- Provided passage -
Osteoarthritis, also known as degenerative joint disease (DJD), or in layman’s terms, simply “arthritis”, is the progressive and permanent long-term deterioration of the cartilage surrounding the affected joints. With affected four-legged animals, this happens especially in the major or larger joints such as the hip joints, elbow joints and hock joints.
Arthritis vs. osteoarthritis in dogs
Joints consist of many structures, including muscles, ligaments, a capsule, joint fluid and cartilage. Arthritis is the medical term for inflammation of the entire joint. Arthritis can be due to many causes including infection, autoimmune diseases, trauma etc. Osteoarthritis on the other hand, is the medical term for long-term joint inflammation due to deterioration of joint cartilage. For the condition discussed here, veterinarians prefer to use the term “osteoarthritis”.
How do I see osteoarthritis in my dog?

(Source data)
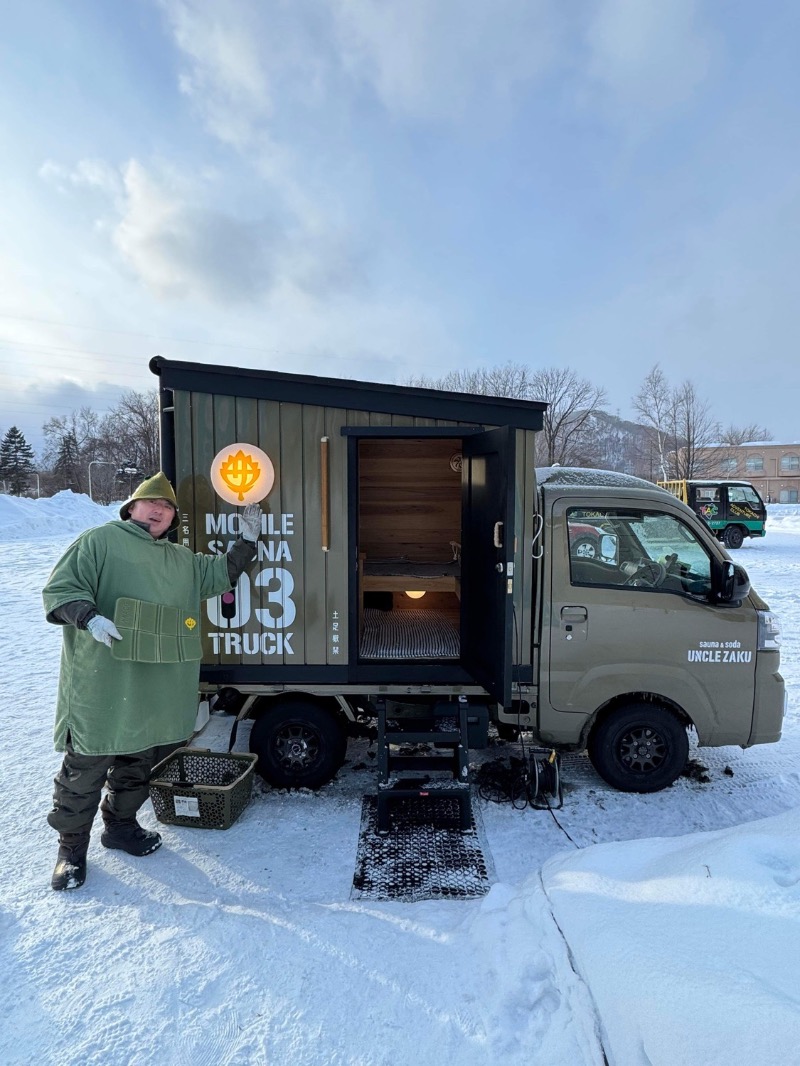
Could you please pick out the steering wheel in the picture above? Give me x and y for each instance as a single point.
(649, 575)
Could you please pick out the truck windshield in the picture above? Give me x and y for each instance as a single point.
(652, 550)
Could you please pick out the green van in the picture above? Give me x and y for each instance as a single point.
(732, 510)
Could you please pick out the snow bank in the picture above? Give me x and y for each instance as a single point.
(25, 519)
(686, 941)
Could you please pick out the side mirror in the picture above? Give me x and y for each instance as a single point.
(734, 584)
(608, 548)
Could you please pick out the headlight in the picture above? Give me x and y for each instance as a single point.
(769, 631)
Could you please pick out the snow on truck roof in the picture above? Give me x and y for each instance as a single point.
(580, 475)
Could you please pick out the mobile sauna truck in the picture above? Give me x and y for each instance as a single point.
(412, 556)
(732, 510)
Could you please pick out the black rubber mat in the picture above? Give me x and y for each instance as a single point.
(424, 856)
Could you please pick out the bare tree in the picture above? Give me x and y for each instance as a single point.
(655, 405)
(680, 423)
(693, 431)
(511, 380)
(130, 431)
(568, 429)
(569, 418)
(736, 435)
(76, 436)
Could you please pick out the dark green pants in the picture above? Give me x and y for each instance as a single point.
(78, 787)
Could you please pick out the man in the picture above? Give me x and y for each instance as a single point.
(127, 698)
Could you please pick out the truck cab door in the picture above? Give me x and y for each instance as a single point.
(639, 620)
(488, 560)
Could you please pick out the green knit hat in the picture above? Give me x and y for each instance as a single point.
(156, 487)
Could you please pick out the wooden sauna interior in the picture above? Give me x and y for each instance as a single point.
(410, 525)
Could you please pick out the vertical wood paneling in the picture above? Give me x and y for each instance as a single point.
(184, 468)
(291, 498)
(269, 441)
(338, 559)
(525, 503)
(314, 558)
(226, 433)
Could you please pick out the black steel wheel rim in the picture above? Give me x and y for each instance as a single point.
(642, 749)
(297, 746)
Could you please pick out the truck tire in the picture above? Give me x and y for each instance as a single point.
(733, 536)
(639, 747)
(299, 743)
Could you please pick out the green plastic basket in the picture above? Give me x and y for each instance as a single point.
(200, 788)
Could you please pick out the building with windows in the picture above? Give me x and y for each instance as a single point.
(773, 469)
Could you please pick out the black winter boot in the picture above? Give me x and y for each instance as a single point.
(128, 836)
(70, 866)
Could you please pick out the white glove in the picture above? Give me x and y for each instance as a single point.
(104, 630)
(250, 522)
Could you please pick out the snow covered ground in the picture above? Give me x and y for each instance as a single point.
(665, 932)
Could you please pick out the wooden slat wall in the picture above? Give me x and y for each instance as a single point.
(410, 498)
(337, 560)
(523, 531)
(410, 505)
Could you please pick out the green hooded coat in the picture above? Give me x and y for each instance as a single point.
(109, 706)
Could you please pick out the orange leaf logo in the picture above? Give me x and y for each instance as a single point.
(240, 472)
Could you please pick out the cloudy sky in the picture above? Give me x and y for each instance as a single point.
(376, 189)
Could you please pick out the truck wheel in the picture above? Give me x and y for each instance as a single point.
(733, 536)
(300, 745)
(640, 747)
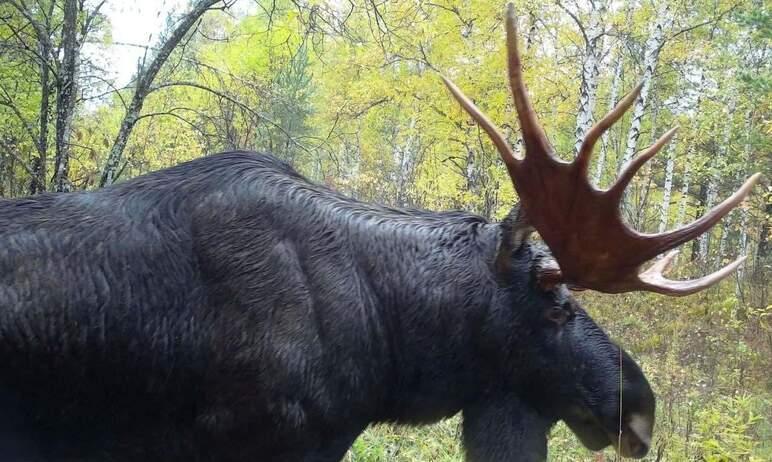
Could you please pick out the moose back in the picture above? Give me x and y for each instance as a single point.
(227, 309)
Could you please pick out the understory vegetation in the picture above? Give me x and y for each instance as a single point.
(349, 93)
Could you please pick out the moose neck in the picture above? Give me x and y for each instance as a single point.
(434, 283)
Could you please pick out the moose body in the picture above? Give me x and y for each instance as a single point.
(227, 309)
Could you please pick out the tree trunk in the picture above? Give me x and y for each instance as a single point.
(697, 243)
(613, 96)
(667, 187)
(651, 55)
(716, 166)
(589, 77)
(145, 77)
(65, 102)
(38, 179)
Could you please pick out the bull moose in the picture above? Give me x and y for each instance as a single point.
(227, 309)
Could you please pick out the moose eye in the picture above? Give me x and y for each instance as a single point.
(557, 314)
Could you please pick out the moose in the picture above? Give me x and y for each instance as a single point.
(228, 309)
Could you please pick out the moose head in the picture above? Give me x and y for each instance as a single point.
(229, 309)
(589, 247)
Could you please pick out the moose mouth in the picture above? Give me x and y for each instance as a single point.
(633, 441)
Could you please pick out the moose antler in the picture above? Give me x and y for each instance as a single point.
(582, 225)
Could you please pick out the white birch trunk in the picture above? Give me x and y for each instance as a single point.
(651, 55)
(145, 78)
(590, 71)
(667, 187)
(612, 101)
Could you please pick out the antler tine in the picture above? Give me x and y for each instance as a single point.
(653, 280)
(533, 134)
(669, 240)
(490, 128)
(597, 130)
(632, 167)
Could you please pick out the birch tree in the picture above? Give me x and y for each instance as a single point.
(612, 101)
(144, 86)
(592, 35)
(667, 187)
(651, 56)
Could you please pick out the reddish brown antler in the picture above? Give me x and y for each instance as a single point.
(582, 225)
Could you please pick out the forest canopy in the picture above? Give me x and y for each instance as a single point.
(349, 93)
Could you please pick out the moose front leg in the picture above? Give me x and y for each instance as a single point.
(503, 428)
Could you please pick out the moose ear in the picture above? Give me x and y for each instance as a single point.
(515, 231)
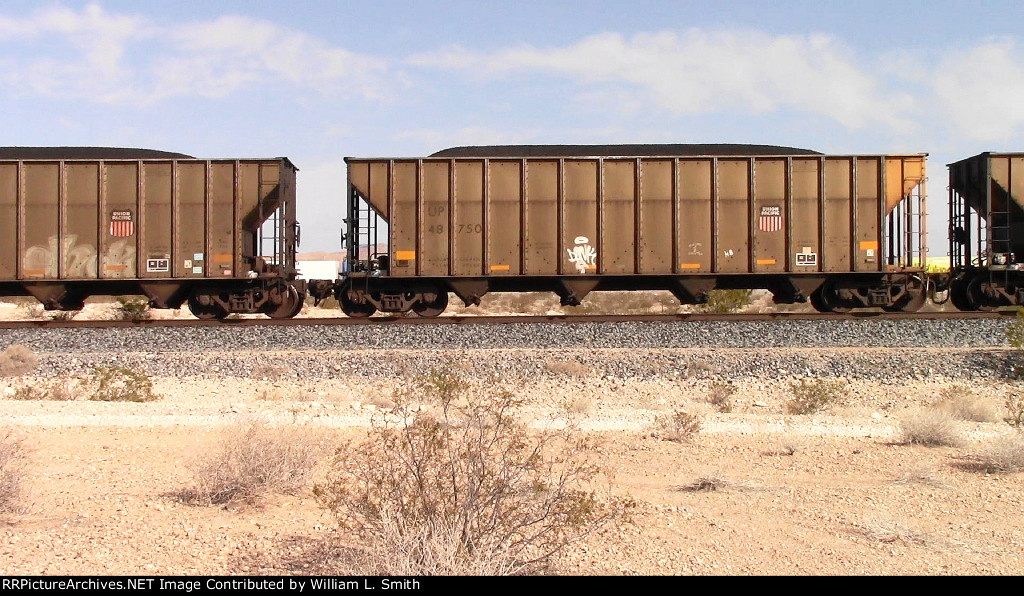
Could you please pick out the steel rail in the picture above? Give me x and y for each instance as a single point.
(506, 320)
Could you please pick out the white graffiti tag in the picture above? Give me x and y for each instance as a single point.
(583, 255)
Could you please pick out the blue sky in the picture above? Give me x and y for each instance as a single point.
(317, 81)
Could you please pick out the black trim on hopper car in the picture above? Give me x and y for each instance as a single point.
(636, 150)
(85, 153)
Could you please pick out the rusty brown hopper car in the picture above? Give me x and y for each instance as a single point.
(218, 235)
(986, 240)
(846, 231)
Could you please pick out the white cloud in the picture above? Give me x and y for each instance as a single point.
(979, 91)
(701, 72)
(118, 58)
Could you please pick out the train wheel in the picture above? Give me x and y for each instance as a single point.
(976, 295)
(817, 303)
(354, 309)
(290, 306)
(825, 299)
(203, 311)
(433, 307)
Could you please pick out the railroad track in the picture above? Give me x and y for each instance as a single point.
(504, 320)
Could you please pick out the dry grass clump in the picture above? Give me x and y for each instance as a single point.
(722, 301)
(54, 390)
(131, 308)
(16, 359)
(889, 530)
(788, 443)
(463, 486)
(680, 426)
(254, 461)
(1004, 454)
(582, 406)
(961, 402)
(11, 472)
(121, 384)
(811, 395)
(567, 368)
(720, 396)
(930, 427)
(1015, 411)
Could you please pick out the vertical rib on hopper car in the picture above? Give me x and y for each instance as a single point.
(216, 233)
(986, 224)
(844, 230)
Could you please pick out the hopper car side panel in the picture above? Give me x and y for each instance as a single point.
(572, 224)
(173, 229)
(986, 240)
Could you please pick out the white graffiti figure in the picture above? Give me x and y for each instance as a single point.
(583, 255)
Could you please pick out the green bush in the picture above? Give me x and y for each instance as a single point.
(722, 301)
(680, 426)
(810, 395)
(121, 384)
(254, 461)
(16, 359)
(721, 396)
(132, 308)
(930, 427)
(451, 482)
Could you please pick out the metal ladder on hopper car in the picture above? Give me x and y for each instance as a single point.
(906, 231)
(365, 233)
(999, 239)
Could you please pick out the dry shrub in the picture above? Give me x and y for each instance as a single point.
(1015, 411)
(54, 390)
(1004, 454)
(721, 396)
(810, 395)
(889, 530)
(930, 427)
(121, 384)
(788, 443)
(706, 484)
(680, 426)
(11, 472)
(567, 368)
(960, 401)
(463, 486)
(582, 406)
(16, 359)
(254, 461)
(721, 301)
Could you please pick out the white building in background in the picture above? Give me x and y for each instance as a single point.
(318, 269)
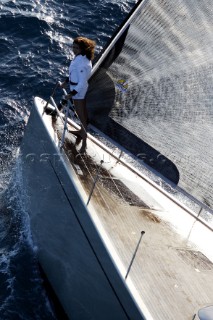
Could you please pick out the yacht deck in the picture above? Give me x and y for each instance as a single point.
(172, 274)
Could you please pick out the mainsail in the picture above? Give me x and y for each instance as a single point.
(151, 91)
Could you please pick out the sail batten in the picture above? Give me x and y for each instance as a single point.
(152, 91)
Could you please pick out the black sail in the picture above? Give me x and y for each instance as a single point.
(151, 91)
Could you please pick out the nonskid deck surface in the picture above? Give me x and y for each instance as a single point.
(172, 273)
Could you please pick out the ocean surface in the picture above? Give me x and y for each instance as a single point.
(35, 42)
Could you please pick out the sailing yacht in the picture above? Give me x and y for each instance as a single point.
(125, 230)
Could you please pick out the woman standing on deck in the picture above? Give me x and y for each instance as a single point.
(79, 73)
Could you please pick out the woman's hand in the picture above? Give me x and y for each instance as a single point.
(63, 84)
(70, 94)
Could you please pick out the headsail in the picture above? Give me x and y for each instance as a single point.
(151, 90)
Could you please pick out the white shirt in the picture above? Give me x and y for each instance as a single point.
(79, 72)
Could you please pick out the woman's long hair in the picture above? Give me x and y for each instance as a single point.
(87, 46)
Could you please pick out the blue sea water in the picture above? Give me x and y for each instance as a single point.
(35, 39)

- Required action 1 -
Answer these questions from the text on osteoarthritis in dogs:
(a) Which joints in four-legged animals are named as especially affected?
(b) What is arthritis the medical term for?
(c) Which term do veterinarians prefer for the condition discussed?
- Required action 2 -
From the text on osteoarthritis in dogs, write out everything from "Arthritis vs. osteoarthritis" down to "osteoarthritis in my dog?".
Answer using only the text on osteoarthritis in dogs, not the entries.

- Exercise solution 1 -
(a) The hip joints, elbow joints and hock joints.
(b) Inflammation of the entire joint.
(c) "Osteoarthritis."

- Exercise solution 2 -
Arthritis vs. osteoarthritis in dogs
Joints consist of many structures, including muscles, ligaments, a capsule, joint fluid and cartilage. Arthritis is the medical term for inflammation of the entire joint. Arthritis can be due to many causes including infection, autoimmune diseases, trauma etc. Osteoarthritis on the other hand, is the medical term for long-term joint inflammation due to deterioration of joint cartilage. For the condition discussed here, veterinarians prefer to use the term “osteoarthritis”.
How do I see osteoarthritis in my dog?